Region pointing data:
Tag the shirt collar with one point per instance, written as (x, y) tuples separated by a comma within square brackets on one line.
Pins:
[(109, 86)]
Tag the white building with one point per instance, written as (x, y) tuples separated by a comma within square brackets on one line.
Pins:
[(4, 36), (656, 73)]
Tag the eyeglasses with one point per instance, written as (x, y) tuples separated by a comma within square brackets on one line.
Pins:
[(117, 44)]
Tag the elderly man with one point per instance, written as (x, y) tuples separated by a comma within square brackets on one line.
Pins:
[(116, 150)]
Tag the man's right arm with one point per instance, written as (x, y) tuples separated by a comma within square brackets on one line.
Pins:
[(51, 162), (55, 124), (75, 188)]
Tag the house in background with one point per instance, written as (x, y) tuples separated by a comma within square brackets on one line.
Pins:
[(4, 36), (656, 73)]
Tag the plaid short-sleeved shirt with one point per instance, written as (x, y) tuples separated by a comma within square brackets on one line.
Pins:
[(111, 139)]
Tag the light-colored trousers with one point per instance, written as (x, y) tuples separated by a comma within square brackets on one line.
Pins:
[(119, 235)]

▶ **TASK DESCRIPTION**: How many of the lines in these entries hold "shirt"? Report only the count.

▶ **RESPONSE BOX**: 2